GIVEN PROBLEM ::
Return the stretch of rows from the line containing "Target: viaduct span" through the last line, copied word for word with both ends included.

EXTRACTED DATA ::
□ □ □
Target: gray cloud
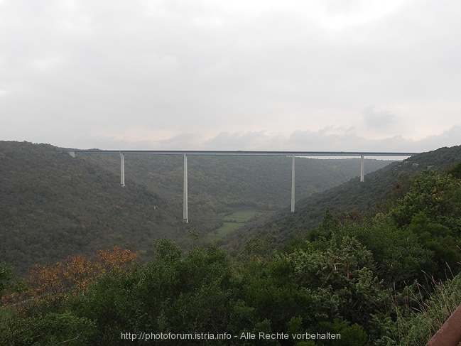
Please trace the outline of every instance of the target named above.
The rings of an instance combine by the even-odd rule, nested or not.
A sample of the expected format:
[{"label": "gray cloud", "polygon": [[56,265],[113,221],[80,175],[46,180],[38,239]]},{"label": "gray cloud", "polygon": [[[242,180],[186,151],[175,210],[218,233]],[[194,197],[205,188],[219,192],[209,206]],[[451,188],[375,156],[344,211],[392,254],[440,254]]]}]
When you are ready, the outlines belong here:
[{"label": "gray cloud", "polygon": [[450,145],[460,16],[456,0],[0,1],[0,139]]}]

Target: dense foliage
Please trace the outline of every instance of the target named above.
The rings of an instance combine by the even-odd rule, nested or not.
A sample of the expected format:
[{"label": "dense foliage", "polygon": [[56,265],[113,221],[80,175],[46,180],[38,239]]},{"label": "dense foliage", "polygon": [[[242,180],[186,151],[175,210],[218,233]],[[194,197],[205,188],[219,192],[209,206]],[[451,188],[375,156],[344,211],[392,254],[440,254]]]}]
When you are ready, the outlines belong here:
[{"label": "dense foliage", "polygon": [[[192,336],[148,342],[175,345],[425,345],[461,303],[453,169],[422,172],[377,212],[327,210],[276,249],[271,227],[235,259],[215,244],[183,252],[164,239],[146,264],[114,249],[38,267],[1,300],[0,345],[126,345],[129,333],[141,344]],[[223,333],[230,338],[211,339]],[[340,340],[310,337],[331,334]]]},{"label": "dense foliage", "polygon": [[[183,248],[188,231],[218,228],[219,213],[289,203],[289,158],[189,159],[188,225],[183,223],[182,158],[127,156],[126,185],[118,155],[71,157],[48,144],[0,141],[0,262],[25,275],[35,264],[119,245],[147,260],[158,239]],[[358,159],[299,159],[298,198],[355,176]],[[367,160],[376,169],[386,161]]]}]

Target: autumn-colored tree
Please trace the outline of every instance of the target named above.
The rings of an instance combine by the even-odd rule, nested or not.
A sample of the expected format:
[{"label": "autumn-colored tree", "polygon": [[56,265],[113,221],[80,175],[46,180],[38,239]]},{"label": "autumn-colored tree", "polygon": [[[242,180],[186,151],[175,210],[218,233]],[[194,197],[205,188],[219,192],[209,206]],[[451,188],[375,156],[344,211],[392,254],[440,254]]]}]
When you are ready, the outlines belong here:
[{"label": "autumn-colored tree", "polygon": [[[98,277],[110,271],[126,271],[134,263],[136,254],[129,250],[113,247],[97,252],[96,260],[83,255],[68,257],[65,262],[50,266],[36,266],[26,280],[27,290],[12,292],[0,301],[0,306],[14,304],[21,308],[38,306],[46,301],[47,309],[63,298],[85,290]],[[26,304],[27,303],[27,304]]]}]

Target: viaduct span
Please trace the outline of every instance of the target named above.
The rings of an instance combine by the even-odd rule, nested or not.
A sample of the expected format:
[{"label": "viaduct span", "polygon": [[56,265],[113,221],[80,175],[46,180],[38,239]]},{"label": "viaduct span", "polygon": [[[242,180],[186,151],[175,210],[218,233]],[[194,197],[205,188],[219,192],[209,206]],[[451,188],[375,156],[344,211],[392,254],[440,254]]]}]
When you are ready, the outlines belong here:
[{"label": "viaduct span", "polygon": [[189,222],[188,215],[188,156],[289,156],[291,163],[291,211],[295,211],[295,157],[312,156],[359,156],[360,181],[364,181],[364,156],[412,156],[419,153],[372,152],[372,151],[165,151],[165,150],[73,150],[69,154],[110,153],[120,155],[120,185],[125,186],[125,155],[182,155],[184,156],[184,185],[183,194],[183,220]]}]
□ □ □
WRITTEN ANSWER ::
Target: viaduct span
Please trace the outline of every instance of the target named above.
The rings of an instance combine by the even-odd rule, nested or not.
A sample of the expected format:
[{"label": "viaduct span", "polygon": [[56,265],[113,221],[80,175],[46,180],[38,239]]},{"label": "viaduct span", "polygon": [[[242,180],[186,151],[175,210],[218,233]],[[194,197],[205,188],[219,192],[209,206]],[[451,188],[375,156],[344,211],[392,254],[440,254]]]}]
When you are ready, the outlines belong here:
[{"label": "viaduct span", "polygon": [[189,222],[188,215],[188,156],[289,156],[291,163],[291,211],[295,211],[295,157],[312,156],[359,156],[360,181],[364,181],[364,156],[412,156],[419,153],[372,152],[372,151],[165,151],[165,150],[73,150],[69,154],[110,153],[120,155],[120,185],[125,186],[125,155],[182,155],[184,156],[184,185],[183,194],[183,220]]}]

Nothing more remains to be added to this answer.